### Stated exercise
Update the entries from the very first line through the line containing "top-left (349, 172), bottom-right (425, 208)", including that line. Replace "bounding box" with "rectangle" throughout, change nothing else, and give back only those lines.

### Given information
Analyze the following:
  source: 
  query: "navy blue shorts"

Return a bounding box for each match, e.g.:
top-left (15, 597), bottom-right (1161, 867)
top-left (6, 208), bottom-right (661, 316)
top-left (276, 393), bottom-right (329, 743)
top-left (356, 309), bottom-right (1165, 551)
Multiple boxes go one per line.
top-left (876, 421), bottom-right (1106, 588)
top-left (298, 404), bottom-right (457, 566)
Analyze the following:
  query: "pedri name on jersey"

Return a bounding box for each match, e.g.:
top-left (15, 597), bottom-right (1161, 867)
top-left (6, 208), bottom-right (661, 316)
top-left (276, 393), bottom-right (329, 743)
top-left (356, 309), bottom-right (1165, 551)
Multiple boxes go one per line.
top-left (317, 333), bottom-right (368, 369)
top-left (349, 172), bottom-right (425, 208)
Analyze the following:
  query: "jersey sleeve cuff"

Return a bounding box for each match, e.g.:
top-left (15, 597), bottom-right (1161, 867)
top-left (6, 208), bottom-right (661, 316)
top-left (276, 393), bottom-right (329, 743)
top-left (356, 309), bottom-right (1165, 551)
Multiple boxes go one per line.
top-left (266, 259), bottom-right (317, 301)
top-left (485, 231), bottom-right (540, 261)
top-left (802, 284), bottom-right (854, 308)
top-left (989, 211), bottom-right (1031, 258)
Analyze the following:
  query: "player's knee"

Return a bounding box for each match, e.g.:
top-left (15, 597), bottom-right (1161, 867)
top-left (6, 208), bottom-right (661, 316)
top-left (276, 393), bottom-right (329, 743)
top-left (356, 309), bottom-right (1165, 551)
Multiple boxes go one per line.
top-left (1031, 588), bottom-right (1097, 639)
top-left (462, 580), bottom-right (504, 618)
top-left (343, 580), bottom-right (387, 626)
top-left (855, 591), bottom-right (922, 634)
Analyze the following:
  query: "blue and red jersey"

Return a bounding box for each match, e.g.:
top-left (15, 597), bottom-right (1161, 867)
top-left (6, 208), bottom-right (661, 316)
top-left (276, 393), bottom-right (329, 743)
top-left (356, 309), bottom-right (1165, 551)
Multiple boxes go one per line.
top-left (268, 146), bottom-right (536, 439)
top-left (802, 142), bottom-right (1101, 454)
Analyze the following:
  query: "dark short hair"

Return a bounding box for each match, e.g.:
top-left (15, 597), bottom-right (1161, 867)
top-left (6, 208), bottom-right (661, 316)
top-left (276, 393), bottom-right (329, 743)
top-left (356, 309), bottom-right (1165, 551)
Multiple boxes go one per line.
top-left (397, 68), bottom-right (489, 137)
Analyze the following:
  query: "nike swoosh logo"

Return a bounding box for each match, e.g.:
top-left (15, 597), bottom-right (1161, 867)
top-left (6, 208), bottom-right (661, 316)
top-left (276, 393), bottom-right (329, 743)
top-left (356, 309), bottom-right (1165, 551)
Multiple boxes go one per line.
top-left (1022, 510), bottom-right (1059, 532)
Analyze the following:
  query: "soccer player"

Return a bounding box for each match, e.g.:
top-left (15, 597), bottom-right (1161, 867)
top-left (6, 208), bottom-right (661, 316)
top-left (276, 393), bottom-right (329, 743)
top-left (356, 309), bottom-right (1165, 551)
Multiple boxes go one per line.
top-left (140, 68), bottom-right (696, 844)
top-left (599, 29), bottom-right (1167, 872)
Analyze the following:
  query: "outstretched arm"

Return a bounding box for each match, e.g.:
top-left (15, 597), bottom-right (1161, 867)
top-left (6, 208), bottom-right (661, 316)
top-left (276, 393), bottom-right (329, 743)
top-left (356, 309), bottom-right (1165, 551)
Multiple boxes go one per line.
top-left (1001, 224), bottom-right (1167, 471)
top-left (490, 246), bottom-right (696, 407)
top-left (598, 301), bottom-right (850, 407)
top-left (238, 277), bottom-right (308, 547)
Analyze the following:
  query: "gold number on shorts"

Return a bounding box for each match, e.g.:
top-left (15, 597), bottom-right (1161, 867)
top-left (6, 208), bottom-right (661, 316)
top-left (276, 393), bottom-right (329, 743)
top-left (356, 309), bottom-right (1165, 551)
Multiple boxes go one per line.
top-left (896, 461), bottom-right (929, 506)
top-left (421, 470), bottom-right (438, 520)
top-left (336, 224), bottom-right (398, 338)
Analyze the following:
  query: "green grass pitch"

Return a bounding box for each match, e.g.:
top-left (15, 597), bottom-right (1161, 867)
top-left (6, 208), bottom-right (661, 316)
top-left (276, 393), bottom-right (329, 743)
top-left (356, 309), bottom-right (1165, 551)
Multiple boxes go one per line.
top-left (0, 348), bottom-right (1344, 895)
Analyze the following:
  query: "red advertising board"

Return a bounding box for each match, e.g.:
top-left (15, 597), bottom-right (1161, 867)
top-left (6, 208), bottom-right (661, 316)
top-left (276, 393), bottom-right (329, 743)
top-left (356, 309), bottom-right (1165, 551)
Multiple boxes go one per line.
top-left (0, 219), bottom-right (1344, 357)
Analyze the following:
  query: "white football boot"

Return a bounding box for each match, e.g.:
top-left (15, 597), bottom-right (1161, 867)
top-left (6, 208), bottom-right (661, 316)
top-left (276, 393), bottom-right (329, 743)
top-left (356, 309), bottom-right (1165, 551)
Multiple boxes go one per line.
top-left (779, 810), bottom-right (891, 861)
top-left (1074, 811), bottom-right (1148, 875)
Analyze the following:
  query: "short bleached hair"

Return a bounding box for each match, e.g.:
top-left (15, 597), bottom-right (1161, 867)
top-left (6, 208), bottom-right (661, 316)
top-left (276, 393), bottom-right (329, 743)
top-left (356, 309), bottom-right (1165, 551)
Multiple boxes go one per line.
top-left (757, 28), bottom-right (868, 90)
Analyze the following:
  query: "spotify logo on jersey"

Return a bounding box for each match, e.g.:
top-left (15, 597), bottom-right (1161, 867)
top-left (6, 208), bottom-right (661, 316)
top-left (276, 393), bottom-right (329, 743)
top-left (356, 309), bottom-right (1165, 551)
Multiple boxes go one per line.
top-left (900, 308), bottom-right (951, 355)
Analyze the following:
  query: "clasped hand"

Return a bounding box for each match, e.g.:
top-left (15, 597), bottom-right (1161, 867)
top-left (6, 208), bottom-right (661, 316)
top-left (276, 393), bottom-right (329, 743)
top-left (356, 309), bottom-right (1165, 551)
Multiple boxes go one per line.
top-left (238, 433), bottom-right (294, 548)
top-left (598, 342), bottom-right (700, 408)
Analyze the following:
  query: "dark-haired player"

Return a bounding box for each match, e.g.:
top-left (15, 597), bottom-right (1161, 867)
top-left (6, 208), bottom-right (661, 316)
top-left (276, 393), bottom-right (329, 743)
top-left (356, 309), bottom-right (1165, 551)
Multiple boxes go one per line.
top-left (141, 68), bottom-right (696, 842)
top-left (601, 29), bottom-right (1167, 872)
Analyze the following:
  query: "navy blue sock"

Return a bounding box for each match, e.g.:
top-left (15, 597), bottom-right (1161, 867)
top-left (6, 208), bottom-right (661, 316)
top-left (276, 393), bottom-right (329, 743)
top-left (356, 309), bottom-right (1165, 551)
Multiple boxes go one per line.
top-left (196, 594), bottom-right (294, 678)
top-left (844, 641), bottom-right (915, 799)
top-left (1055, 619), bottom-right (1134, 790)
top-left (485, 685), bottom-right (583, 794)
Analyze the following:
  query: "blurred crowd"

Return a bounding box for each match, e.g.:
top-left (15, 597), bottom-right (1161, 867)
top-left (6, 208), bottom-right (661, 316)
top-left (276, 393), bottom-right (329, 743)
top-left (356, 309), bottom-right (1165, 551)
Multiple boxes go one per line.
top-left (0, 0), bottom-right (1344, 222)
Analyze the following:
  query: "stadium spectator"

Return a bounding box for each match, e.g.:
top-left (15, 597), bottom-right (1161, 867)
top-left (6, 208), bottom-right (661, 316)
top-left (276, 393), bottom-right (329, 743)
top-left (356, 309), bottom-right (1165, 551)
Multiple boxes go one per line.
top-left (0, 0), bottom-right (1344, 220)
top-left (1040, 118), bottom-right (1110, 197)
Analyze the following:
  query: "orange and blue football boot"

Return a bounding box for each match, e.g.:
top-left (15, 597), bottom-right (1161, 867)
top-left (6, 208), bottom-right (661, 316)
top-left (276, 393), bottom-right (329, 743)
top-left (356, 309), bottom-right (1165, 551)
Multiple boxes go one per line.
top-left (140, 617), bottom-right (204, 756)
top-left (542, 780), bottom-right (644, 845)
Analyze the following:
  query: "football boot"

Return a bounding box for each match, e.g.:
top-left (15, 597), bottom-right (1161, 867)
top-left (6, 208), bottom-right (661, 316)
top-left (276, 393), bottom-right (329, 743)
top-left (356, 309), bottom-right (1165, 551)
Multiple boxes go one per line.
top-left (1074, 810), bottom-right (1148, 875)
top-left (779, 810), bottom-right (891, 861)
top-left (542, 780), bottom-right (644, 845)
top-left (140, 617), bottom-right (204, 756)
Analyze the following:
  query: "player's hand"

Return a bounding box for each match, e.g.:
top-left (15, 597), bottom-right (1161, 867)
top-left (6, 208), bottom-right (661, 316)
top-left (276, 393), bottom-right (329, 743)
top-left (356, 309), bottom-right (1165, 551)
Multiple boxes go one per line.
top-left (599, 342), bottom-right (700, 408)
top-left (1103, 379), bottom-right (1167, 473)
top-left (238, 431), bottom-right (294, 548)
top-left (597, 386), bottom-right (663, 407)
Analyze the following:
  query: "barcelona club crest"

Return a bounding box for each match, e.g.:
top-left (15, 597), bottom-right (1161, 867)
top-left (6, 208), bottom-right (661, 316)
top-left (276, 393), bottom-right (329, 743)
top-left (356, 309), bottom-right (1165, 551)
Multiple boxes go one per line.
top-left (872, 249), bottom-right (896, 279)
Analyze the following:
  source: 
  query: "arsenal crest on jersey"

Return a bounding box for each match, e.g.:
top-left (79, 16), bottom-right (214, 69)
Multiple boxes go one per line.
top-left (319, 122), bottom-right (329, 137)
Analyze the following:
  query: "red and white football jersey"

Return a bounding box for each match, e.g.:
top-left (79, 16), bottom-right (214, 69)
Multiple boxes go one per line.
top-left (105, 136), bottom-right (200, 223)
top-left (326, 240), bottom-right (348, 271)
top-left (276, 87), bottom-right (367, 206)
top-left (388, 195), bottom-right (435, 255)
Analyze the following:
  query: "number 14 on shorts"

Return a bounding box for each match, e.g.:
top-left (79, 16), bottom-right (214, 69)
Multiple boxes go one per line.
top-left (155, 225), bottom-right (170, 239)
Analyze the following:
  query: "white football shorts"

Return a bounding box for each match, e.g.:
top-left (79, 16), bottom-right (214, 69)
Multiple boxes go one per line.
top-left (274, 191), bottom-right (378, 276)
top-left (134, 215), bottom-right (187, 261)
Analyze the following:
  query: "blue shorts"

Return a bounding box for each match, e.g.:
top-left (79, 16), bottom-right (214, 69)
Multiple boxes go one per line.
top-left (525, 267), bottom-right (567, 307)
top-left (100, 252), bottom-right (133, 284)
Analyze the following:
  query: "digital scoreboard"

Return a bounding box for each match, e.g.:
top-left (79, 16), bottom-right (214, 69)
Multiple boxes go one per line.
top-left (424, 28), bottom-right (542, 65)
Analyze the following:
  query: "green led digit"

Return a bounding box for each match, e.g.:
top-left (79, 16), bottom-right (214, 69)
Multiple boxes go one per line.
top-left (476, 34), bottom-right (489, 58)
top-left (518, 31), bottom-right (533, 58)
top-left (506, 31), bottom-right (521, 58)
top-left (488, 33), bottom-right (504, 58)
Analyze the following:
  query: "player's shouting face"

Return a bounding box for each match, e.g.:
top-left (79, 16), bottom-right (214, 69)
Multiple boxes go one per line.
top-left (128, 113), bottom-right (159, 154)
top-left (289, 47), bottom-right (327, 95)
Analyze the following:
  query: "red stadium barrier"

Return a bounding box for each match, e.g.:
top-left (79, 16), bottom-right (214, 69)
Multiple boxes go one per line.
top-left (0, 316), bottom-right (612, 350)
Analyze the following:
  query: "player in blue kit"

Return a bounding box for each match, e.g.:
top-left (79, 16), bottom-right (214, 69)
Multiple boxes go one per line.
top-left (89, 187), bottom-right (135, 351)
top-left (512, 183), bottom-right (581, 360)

### Expected answer
Analyze the following:
  source: 
  query: "navy blue shorts"

Return a rectangle for each match, e.g.:
top-left (15, 597), bottom-right (1161, 867)
top-left (6, 208), bottom-right (661, 316)
top-left (276, 393), bottom-right (329, 743)
top-left (356, 309), bottom-right (1165, 551)
Multiple boxes go one per line.
top-left (876, 421), bottom-right (1106, 588)
top-left (298, 404), bottom-right (457, 566)
Analyze the following:
  query: "pedri name on jersey"

Return a rectangle for each match, e.g.:
top-left (15, 597), bottom-right (1161, 867)
top-left (6, 208), bottom-right (661, 316)
top-left (276, 393), bottom-right (329, 743)
top-left (356, 309), bottom-right (1165, 551)
Multiple boxes go one per line.
top-left (317, 333), bottom-right (368, 369)
top-left (349, 172), bottom-right (425, 208)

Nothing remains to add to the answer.